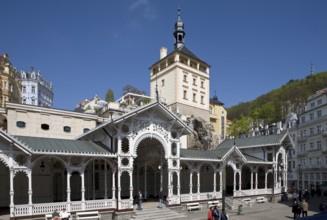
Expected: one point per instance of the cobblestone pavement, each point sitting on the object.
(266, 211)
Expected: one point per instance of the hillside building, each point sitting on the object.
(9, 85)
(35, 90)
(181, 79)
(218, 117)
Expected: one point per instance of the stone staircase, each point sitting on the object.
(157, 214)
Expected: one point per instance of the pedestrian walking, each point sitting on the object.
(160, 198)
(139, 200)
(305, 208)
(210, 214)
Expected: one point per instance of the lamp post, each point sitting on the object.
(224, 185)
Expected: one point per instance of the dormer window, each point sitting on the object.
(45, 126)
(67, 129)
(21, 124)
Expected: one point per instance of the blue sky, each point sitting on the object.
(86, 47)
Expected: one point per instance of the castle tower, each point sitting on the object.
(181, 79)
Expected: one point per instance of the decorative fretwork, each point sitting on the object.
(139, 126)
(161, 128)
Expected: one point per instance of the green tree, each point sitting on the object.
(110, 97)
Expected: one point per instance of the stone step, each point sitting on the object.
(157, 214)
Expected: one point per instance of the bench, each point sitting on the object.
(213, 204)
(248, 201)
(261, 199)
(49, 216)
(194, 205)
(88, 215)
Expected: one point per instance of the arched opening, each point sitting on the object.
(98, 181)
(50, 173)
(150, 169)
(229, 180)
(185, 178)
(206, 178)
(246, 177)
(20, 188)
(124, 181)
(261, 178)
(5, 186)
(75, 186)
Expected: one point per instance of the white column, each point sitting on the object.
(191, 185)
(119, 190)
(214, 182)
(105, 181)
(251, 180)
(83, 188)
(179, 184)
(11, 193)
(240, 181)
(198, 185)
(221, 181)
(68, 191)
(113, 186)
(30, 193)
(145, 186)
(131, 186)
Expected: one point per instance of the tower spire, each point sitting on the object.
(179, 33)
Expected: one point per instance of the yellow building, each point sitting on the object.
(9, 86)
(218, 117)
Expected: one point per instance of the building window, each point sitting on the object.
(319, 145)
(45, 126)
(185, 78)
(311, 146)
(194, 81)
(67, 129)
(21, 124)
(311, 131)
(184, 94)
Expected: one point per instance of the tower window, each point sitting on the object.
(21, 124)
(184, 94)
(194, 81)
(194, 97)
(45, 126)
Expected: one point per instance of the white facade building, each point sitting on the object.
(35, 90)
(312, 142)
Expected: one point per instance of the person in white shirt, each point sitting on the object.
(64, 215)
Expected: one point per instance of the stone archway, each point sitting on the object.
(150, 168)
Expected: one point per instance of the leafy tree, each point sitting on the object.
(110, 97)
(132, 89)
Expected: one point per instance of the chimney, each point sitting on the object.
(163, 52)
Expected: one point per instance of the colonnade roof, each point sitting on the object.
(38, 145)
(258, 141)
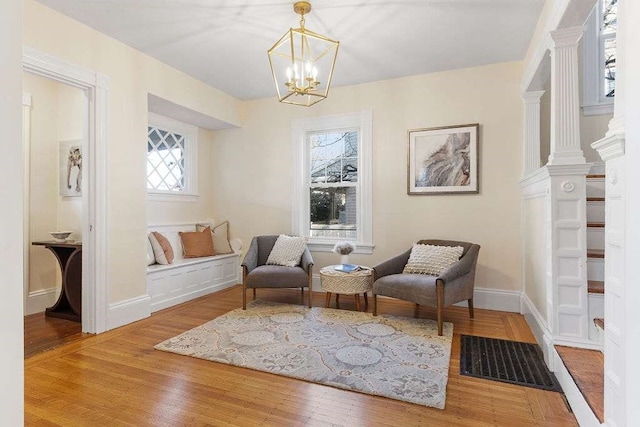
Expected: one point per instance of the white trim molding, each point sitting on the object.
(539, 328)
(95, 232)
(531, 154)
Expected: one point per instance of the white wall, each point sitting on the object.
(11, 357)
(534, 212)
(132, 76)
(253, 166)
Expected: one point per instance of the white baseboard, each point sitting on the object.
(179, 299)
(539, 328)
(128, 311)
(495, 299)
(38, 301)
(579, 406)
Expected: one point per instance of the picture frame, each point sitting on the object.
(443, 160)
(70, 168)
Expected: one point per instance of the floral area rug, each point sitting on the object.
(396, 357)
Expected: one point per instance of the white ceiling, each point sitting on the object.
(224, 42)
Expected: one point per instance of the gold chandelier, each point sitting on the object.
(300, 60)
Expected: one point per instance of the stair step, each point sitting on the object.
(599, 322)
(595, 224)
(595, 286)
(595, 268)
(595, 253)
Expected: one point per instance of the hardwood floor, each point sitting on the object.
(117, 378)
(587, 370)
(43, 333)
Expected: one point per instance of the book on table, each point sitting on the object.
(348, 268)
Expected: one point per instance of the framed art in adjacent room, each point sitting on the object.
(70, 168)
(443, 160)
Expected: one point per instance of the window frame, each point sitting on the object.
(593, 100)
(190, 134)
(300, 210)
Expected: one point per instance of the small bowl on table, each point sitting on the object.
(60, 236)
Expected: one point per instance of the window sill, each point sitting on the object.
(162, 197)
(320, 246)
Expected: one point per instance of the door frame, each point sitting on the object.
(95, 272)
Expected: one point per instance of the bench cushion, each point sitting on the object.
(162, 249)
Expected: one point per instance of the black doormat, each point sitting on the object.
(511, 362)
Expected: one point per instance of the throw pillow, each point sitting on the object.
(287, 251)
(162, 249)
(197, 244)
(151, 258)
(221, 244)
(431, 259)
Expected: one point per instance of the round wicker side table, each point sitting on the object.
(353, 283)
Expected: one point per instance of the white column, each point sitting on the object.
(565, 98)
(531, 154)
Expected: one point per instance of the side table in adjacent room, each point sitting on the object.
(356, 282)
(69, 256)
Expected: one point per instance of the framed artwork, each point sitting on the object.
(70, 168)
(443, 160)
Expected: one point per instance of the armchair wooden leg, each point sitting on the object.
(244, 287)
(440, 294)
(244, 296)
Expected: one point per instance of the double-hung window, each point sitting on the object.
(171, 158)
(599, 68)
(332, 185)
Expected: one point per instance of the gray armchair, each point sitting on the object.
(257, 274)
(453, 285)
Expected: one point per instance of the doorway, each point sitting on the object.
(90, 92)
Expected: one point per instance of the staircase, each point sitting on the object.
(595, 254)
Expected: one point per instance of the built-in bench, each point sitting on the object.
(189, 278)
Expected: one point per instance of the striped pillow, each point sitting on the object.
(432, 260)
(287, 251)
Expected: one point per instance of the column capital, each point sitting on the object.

__Given instruction__.
Reproduce every one of the records above with "sitting on" changed to "placed on" wherever it occurs, keeping everything else the same. Omit the pictures from your answer.

__Result below__.
Expected: one point per instance of the cobblestone pavement, each point placed on the object.
(266, 211)
Expected: one point per instance of the hillside building, each point placed on the object.
(9, 85)
(35, 90)
(181, 79)
(218, 117)
Expected: one point per instance of the stone staircase, each point placed on the object.
(157, 214)
Expected: one point per instance of the pedestrian walking, each point placed on the object.
(160, 198)
(139, 200)
(305, 208)
(210, 214)
Expected: one point per instance of the lamp post, each point placed on the object.
(224, 185)
Expected: one point per instance of the dormer window, each point placed on the object.
(45, 126)
(67, 129)
(21, 124)
Expected: one point per instance of the blue sky, each point placed on the object.
(86, 47)
Expected: one point per instance of the castle tower, each point placed on the object.
(181, 79)
Expected: one point per instance of the decorative fretwork, each point placed on the object.
(139, 126)
(161, 128)
Expected: one point per instance of the green tree, each point placed on the object.
(110, 97)
Expected: one point per instance of the stone step, each point placed on the object.
(157, 214)
Expected: one point per instance of the bench, each point placed on the object.
(213, 204)
(248, 201)
(261, 199)
(49, 216)
(194, 205)
(88, 215)
Expected: one point per instance of the arched opening, each point placed on the object.
(98, 181)
(50, 173)
(150, 169)
(229, 180)
(185, 178)
(206, 178)
(246, 177)
(20, 188)
(124, 181)
(261, 178)
(5, 186)
(75, 186)
Expected: one point per instance of the white column, each point placed on the object.
(191, 185)
(119, 190)
(214, 182)
(105, 181)
(251, 180)
(83, 188)
(179, 184)
(11, 193)
(240, 181)
(198, 185)
(221, 181)
(68, 191)
(113, 186)
(30, 193)
(145, 186)
(131, 186)
Expected: one point per instance of the tower spire, each point placed on the object.
(179, 33)
Expected: one point per instance of the yellow building, each point placed on the object.
(9, 86)
(218, 117)
Expected: one point per instance of the building window, each point placed on the object.
(319, 145)
(45, 126)
(185, 78)
(311, 146)
(194, 81)
(67, 129)
(21, 124)
(311, 131)
(184, 94)
Expected: one point per instance of the tower window, each point placed on the object.
(21, 124)
(184, 94)
(194, 81)
(194, 97)
(45, 126)
Expected: one point per instance of the white facade building, each point placed on the object.
(35, 90)
(312, 142)
Expected: one point per instance of the person in white shirt, each point placed on the object.
(64, 215)
Expected: one point per instance of the stone archway, each point placed on the object.
(150, 168)
Expected: one point per instance of the leafy tree, each point placed on the object.
(110, 97)
(132, 89)
Expected: one point per instance of the chimney, each point placed on the object.
(163, 52)
Expected: one point per instance of the colonnade roof, each point placed on the object.
(38, 145)
(258, 141)
Expected: one point per instance of the white trim molding, each point placed on the object.
(539, 328)
(95, 232)
(531, 154)
Expected: one point per instance of the white wall, each point placed on the object.
(11, 357)
(534, 212)
(132, 76)
(253, 166)
Expected: one point per instance of the white baseboard, each point placed on the object.
(179, 299)
(539, 328)
(128, 311)
(495, 299)
(38, 301)
(579, 406)
Expected: one point per instance of the picture frame, each point placed on the object.
(443, 160)
(70, 168)
Expected: one point per instance of the floral area rug, each point placed on the object.
(396, 357)
Expected: one point per instance of the white ceiling, each point placed on the object.
(224, 42)
Expected: one point per instance of the gold chandelier, each point placed on the object.
(300, 60)
Expected: one point per instance of the stair step, each point placed on the object.
(599, 322)
(595, 224)
(595, 286)
(595, 268)
(595, 253)
Expected: one point per instance of the hardwood floor, each point placed on the object.
(117, 378)
(587, 370)
(43, 333)
Expected: one point per instance of the book on table, each point placed on the object.
(348, 268)
Expected: one point per instance of the framed art in adjacent room, each point placed on the object.
(70, 168)
(443, 160)
Expected: one point per instance of the window frame, each point placed on the object.
(593, 100)
(190, 134)
(300, 210)
Expected: one point per instance of the small bowl on table, each point placed on the object.
(60, 236)
Expected: one point per instance of the window sill, each point placed on the object.
(162, 197)
(320, 246)
Expected: one point per instance of the door frame, each point placed on the object.
(95, 272)
Expected: one point per instance of the bench cushion, each point placed on the object.
(162, 249)
Expected: one point per instance of the black doormat, each point placed on the object.
(511, 362)
Expected: one point per instance of the throw pillow, each point placed on the object.
(287, 251)
(162, 249)
(197, 244)
(151, 258)
(221, 244)
(431, 259)
Expected: one point per instance of the round wicker side table, each point placed on the object.
(353, 283)
Expected: one point per instance of the white column, each point placed on the object.
(565, 98)
(531, 154)
Expected: one point per instance of the side table in adjacent room, each point placed on the object.
(356, 282)
(69, 256)
Expected: one point per instance of the framed artwork, each point placed on the object.
(70, 168)
(443, 160)
Expected: one point per instance of the armchair wooden leg, each point placed on the object.
(244, 287)
(440, 294)
(244, 296)
Expected: one point per instance of the double-hung window, each point placed on the object.
(171, 158)
(599, 68)
(332, 185)
Expected: one point per instance of the gray armchair, each point placed on the object.
(257, 274)
(453, 285)
Expected: one point per instance of the doorway, each point placed on the object.
(90, 92)
Expected: one point per instance of the staircase, each point placed on the object.
(595, 254)
Expected: one point per instance of the built-in bench, each point placed on the object.
(189, 278)
Expected: one point per instance of the striped pillow, each point placed on the object.
(432, 260)
(287, 251)
Expected: one point per instance of the column capital, each point placed on the object.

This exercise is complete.